> **EXERCISE GOAL**
Reproduce the following lines verbatim, without any changes.

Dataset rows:

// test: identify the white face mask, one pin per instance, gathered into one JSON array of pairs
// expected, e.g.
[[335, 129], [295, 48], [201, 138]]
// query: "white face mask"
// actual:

> **SOLUTION TO THIS PROBLEM**
// test: identify the white face mask, one pin per instance, gathered into one JSON array of pairs
// expected, e.g.
[[335, 129], [295, 48], [201, 138]]
// query: "white face mask"
// actual:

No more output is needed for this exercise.